Input for this task
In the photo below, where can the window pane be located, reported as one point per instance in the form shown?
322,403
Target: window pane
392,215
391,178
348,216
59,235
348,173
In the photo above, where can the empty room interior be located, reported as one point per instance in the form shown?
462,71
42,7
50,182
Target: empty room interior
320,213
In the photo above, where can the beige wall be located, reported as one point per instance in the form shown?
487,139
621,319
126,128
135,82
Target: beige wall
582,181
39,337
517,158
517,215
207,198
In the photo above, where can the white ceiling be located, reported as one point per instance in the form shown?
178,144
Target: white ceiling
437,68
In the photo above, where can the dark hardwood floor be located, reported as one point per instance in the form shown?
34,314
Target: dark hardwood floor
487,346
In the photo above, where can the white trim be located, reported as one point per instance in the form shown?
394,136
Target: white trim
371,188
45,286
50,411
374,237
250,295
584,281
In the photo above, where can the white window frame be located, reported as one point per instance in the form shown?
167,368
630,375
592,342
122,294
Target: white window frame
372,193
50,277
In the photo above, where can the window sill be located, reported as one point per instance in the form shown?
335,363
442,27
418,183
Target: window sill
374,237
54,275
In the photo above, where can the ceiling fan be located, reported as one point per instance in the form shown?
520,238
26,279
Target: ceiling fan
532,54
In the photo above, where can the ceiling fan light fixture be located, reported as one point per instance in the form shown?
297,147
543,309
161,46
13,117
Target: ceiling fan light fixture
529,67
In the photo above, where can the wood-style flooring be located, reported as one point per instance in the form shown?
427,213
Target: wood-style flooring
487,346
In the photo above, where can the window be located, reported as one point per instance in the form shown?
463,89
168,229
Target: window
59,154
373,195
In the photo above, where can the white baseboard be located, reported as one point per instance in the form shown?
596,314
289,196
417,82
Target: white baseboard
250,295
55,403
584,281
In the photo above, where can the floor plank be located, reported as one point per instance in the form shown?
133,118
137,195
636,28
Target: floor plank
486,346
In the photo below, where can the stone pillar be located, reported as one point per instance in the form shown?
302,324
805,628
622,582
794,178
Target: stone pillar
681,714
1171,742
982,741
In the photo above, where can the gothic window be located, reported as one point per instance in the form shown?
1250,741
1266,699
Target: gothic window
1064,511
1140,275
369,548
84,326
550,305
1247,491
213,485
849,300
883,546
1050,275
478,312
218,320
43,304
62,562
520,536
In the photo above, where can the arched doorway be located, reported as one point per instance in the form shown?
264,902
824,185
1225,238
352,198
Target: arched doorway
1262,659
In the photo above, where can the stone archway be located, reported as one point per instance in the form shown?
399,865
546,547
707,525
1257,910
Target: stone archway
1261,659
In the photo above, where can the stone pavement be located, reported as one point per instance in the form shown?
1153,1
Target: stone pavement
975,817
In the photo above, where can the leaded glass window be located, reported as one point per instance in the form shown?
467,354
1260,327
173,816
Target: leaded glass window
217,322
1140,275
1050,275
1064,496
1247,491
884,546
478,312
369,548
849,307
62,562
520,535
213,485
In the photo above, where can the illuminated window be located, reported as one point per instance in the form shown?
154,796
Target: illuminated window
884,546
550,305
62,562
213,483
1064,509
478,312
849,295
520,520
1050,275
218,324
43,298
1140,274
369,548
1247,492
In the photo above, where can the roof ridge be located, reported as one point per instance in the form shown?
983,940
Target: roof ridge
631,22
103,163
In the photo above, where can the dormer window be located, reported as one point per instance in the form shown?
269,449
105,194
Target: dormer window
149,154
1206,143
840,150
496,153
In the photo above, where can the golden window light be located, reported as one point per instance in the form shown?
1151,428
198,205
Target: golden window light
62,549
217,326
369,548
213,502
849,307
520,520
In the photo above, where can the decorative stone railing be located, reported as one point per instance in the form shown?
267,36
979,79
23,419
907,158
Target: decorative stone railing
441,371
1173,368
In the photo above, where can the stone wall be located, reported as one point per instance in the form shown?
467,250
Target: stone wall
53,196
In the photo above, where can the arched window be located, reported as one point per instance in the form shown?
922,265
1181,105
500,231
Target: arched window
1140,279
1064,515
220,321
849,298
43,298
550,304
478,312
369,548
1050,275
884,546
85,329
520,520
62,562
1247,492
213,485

The problem
Type out the entries again, word for word.

Task response
In the photo below, where can the window pane be located, reported as one point per instance in the form shown?
322,403
Target: window pane
392,215
391,178
348,216
59,235
348,173
In the photo above, where can the empty room interior be located, reported as one point per instance in the form shown?
462,71
42,7
50,182
Target: empty room interior
320,213
In the photo above, where can the beige wall be located, reported as one point per instance in the form shown?
487,139
621,319
126,128
135,82
Target: beige wall
582,181
39,337
517,158
517,215
207,198
In the photo above, where can the white ceiling be located, reported as one point per instance in the form shown?
178,144
Target: white ceiling
437,68
In the photo above, where can the dark hardwood floor be located, reported as one point per instance in the form shown?
34,314
Target: dark hardwood floor
487,346
In the photo above, where can the white trim be located, reported as one point per instance in the form shown?
394,136
Target: white trim
371,188
45,286
50,411
374,237
250,295
584,281
In the photo above, where can the white window frame be located, reported as one point per instance in the form shown?
167,368
630,375
592,342
122,294
Target: white window frame
372,193
50,277
In the photo above, where can the window sill be located, reported as one point per instance in the form shown?
335,363
442,27
418,183
Target: window sill
374,237
54,275
In the photo above, where can the ceiling fan be located, reported as one point per instance in the form shown?
520,238
26,279
Target: ceiling fan
532,54
In the photo above, where can the ceiling fan light fixture be located, reported as one point per instance in the form shown?
297,147
543,309
161,46
13,117
Target: ceiling fan light fixture
529,67
In the photo above, where can the wood-style flooring be located, reported as one point per instance in the form shown?
427,213
Target: wood-style flooring
487,346
In the photo above, where can the window be located, reported as one point per instance in the form shown?
463,89
168,229
Target: window
59,154
373,195
In the photo above, where can the white baseboard be located, reported as one point per instance in the form shown?
596,314
289,196
417,82
Target: white baseboard
250,295
55,403
584,281
In the photo above, where can the floor plank be located, reported as one point per instance in the form shown?
133,118
137,195
636,28
Target: floor plank
486,346
In the photo below, where can the stone pillar be located, reported as one point per instance in the form shown?
302,324
805,628
622,582
794,178
Target: stone pillar
681,714
1171,742
982,741
In the photo above, where can the gothic window be located, reported as one point per instance in the form shown?
1250,741
1266,699
Target: gothic window
1064,511
1140,275
369,548
84,326
550,305
1247,491
213,485
849,300
883,546
1050,275
478,312
218,320
43,304
62,562
520,536
In the photo above, where can the arched doorway be located, reported as one point per instance in the form shown?
264,902
824,185
1225,238
352,198
Target: arched doorway
1262,659
In the photo above, where can the stone archway be located, reported as one point per instance in the form shown?
399,865
546,547
707,525
1257,910
Target: stone archway
1261,659
In the photo above, where can the stone pavement be located, reported as one point per instance in the form shown?
1153,1
Target: stone pavement
975,817
In the photo above, where can the leaded glass window be located, reported as one point per instance in the form shown?
467,354
1260,327
173,816
Target: leaded glass window
217,322
1140,275
1050,275
1064,496
1247,491
884,546
478,312
369,548
849,307
62,562
520,535
213,485
In the photo above, where can the illuminated window be located, reported as one point per instance in the form shown?
154,796
Target: illuminated window
884,546
550,305
62,562
213,483
1064,509
478,312
849,295
520,520
1050,275
218,324
43,298
1140,274
369,548
1247,492
In the photo above, where can the roof ridge be located, reported as one point per instance in the form shown?
983,940
Target: roof ridge
631,22
103,163
In the photo above, where can the dormer window be located, reported as one point per instance in the form shown?
269,449
105,194
Target: dormer window
149,154
1206,143
840,150
496,153
In the photo above, where can the golden window light be located, reported as one point per instance in the form shown?
1151,428
198,205
Target: golden window light
62,549
217,326
369,548
213,502
849,307
520,520
In the photo above, where can the decorative stone railing be located, reported as one point per instance in the form shown?
267,36
979,79
23,419
907,158
Target: decorative stone railing
441,371
1173,368
In the photo above, where can the stone wall be located, reported as one point per instance in the form shown?
467,250
Target: stone wall
53,196
In the photo above, where can the arched window be located, reported as one point per instance in the form shown?
922,265
1181,105
500,231
Target: arched window
1140,279
1064,515
220,321
849,298
43,298
550,304
478,312
369,548
1050,275
884,546
85,329
520,520
62,562
1247,492
213,485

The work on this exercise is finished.